**EXTRACTED TEXT:**
** Start **

The pages on water injection; immiscible gas injection; foam, polymer, and resin injection; miscible processes; steam; and in-situ combustion describe the characteristics and potential for several injection schemes in oil reservoirs. Historically, a field development progressed from primary production to fluid injection, such as water or immiscible gas, and then, in some instances, a second type of fluid injection, such as a miscible injection project, was needed. It is now important to determine the need for injection projects as early as possible to:

  • Minimize depletion times
  • Provide space for necessary equipment
  • Avoid retrofitting facilities
  • Avoid other costly intermediate steps

Wellbore utilization plan

This plan identifies the intermediate and final drainage points in each zone and outlines how each well will be used to deplete each producing zone and reservoir in a field. The plan includes guidelines on when to rework completions to sustain production by avoiding unwanted, excessive gas or water volumes. Where multiple producing zones exist, the plan should describe the zones to be completed in each well and provide guidelines on when to recomplete and the sequence of those recompletions to provide efficient recovery in each zone and minimize overall depletion time of the total resource.

** End **

(Object location annotation data)

** Start **

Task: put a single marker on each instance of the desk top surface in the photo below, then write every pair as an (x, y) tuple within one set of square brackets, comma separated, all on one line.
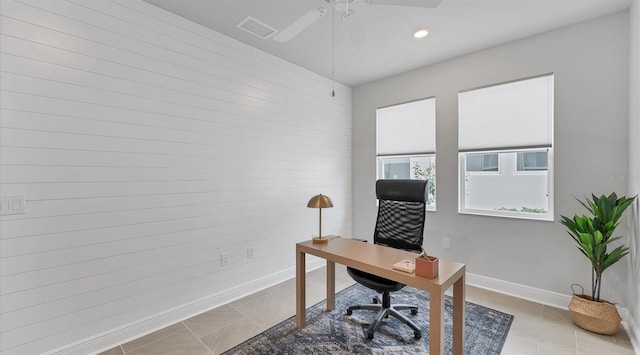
[(379, 260)]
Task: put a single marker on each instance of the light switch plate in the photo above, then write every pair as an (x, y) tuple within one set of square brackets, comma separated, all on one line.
[(10, 205)]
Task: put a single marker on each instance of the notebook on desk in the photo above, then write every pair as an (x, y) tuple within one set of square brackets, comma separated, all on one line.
[(406, 265)]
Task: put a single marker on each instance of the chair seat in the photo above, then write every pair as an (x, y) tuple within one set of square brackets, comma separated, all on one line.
[(374, 282)]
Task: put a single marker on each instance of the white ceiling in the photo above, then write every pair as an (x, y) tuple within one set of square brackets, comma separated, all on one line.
[(457, 27)]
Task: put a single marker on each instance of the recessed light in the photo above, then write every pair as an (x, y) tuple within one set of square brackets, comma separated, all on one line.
[(421, 33)]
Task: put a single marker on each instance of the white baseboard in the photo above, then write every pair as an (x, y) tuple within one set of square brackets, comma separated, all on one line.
[(135, 330), (121, 335), (549, 298), (529, 293), (630, 325)]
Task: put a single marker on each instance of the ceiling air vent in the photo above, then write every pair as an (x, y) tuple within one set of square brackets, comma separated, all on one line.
[(256, 27)]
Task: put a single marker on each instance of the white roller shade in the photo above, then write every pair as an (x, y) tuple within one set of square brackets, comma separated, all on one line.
[(408, 128), (512, 115)]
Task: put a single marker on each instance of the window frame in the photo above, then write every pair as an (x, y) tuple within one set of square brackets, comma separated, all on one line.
[(462, 209), (427, 150), (535, 143), (380, 173)]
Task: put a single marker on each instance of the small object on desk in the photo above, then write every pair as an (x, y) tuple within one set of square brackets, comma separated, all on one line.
[(406, 265), (426, 265)]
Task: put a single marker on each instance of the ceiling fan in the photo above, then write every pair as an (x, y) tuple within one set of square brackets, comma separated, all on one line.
[(344, 7)]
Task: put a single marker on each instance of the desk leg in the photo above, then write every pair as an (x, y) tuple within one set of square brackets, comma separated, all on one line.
[(301, 309), (331, 285), (436, 322), (458, 315)]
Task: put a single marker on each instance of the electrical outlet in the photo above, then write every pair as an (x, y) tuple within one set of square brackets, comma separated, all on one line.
[(224, 259)]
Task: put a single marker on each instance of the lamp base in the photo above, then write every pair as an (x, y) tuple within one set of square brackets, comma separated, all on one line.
[(320, 240)]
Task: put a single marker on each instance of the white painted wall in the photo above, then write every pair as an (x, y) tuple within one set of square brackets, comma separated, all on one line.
[(146, 146), (590, 62), (633, 260)]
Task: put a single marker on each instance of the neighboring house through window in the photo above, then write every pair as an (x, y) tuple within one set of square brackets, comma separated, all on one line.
[(505, 149), (406, 143)]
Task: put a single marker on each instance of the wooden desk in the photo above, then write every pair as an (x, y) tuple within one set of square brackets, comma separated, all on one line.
[(378, 260)]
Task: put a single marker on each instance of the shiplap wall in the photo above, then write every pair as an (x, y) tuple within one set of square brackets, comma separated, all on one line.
[(146, 146)]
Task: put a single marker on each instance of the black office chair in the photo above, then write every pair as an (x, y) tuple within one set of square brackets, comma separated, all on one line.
[(400, 224)]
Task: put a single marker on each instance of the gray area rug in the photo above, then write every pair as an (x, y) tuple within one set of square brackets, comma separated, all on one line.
[(337, 333)]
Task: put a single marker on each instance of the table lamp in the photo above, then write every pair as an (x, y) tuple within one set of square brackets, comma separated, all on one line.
[(320, 201)]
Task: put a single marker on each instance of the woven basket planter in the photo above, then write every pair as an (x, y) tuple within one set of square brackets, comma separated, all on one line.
[(598, 317)]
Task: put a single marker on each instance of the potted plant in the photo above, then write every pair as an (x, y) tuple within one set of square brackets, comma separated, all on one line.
[(593, 234)]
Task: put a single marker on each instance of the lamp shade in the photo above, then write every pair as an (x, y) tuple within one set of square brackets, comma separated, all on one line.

** End **

**REQUIRED TASK A:**
List the injection schemes whose pages are named in the opening sentence of the oil reservoir passage.
**REQUIRED TASK B:**
Answer these questions from the oil reservoir passage, one line each:
(i) Historically, what did a field development move to after primary production?
(ii) What does the wellbore utilization plan identify in each zone?
(iii) Where multiple producing zones exist, what should the plan describe for each well?
**REQUIRED TASK C:**
Retype the part of the oil reservoir passage that opens with the words containing "Wellbore utilization plan" and closes with "the total resource.".

**EXERCISE SOLUTION A:**
Water injection
Immiscible gas injection
Foam, polymer, and resin injection
Miscible processes
Steam
In-situ combustion

**EXERCISE SOLUTION B:**
(i) Fluid injection, such as water or immiscible gas.
(ii) The intermediate and final drainage points.
(iii) The zones to be completed in each well.

**EXERCISE SOLUTION C:**
Wellbore utilization plan

This plan identifies the intermediate and final drainage points in each zone and outlines how each well will be used to deplete each producing zone and reservoir in a field. The plan includes guidelines on when to rework completions to sustain production by avoiding unwanted, excessive gas or water volumes. Where multiple producing zones exist, the plan should describe the zones to be completed in each well and provide guidelines on when to recomplete and the sequence of those recompletions to provide efficient recovery in each zone and minimize overall depletion time of the total resource.